### Your task
Make an exact copy of the entries below.

[Excerpts of labeled region data]
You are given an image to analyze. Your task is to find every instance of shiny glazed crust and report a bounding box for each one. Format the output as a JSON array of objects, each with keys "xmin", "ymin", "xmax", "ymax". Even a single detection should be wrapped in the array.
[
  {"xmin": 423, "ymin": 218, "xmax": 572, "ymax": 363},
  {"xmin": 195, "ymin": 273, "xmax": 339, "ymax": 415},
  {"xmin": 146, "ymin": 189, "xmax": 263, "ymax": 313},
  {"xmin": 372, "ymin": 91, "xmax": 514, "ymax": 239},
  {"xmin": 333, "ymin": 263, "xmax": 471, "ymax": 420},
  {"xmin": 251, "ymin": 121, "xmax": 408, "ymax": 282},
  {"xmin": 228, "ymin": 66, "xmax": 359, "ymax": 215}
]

### Final answer
You are given an image to analyze. Your task is to find every instance of shiny glazed crust and report a bounding box for each one. Format the output as a JSON array of objects, each with keys "xmin", "ymin", "xmax", "ymax". Even a single detection should be wrapped in the array.
[
  {"xmin": 423, "ymin": 218, "xmax": 572, "ymax": 363},
  {"xmin": 195, "ymin": 273, "xmax": 339, "ymax": 415},
  {"xmin": 146, "ymin": 189, "xmax": 263, "ymax": 313},
  {"xmin": 372, "ymin": 91, "xmax": 514, "ymax": 239},
  {"xmin": 333, "ymin": 263, "xmax": 471, "ymax": 420},
  {"xmin": 251, "ymin": 121, "xmax": 408, "ymax": 282},
  {"xmin": 228, "ymin": 66, "xmax": 359, "ymax": 215}
]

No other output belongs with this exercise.